In [None]:
import numpy as np
import matplotlib.pyplot as plt
from scipy.stats import t,f

def fig():
        plt.figure(figsize=(13,7))

# PV177: Experimental Data Modelling

## Aleš Křenek, autumn 2020

### Models and statistical power: messing it up


# Type I, II errors, statistical power ...

Recall the first lecture ...

<table>
    <tr><td>result</td><td>$H_0$ holds</td> <td>$H_A$ holds</td></tr>
    <tr><td>significant ($p < \alpha$)</td><td>false positive</td><td>true positive</td></tr>
    <tr><td>non-significant ($p > \alpha$)</td><td>true negative</td><td>false negative</td></tr>
</table>

* again and again: $p$ is probability of getting this data or worse when $H_0$ holds
* $\alpha$: probability of type I error (false positive)
   * used as $p$ threshold
* $\beta$: probability of type II error (false negative)
   * $1-\beta$: statistical power (true positive rate in case $H_A$ holds)
* choose $\alpha$ appropriate for your research
* verify that $\beta$ is reasonable
   * only indirect measures to control it (sample size, effect size, ...)

### AVAILABLE DATA

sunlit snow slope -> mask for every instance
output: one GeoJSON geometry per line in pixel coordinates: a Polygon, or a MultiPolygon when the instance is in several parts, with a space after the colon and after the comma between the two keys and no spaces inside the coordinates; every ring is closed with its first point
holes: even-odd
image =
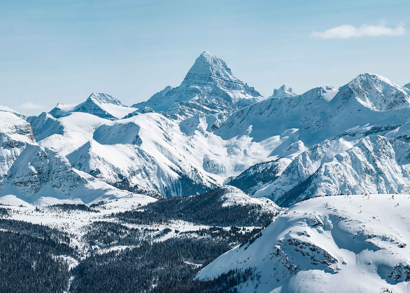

### YOUR OBJECTIVE
Duplicate the lecture notes on statistical power from "# PV177: Experimental" to "statistical power ...", keeping every character unchanged.

### CORRECT OUTPUT
# PV177: Experimental Data Modelling

## Aleš Křenek, autumn 2020

### Models and statistical power: messing it up


# Type I, II errors, statistical power ...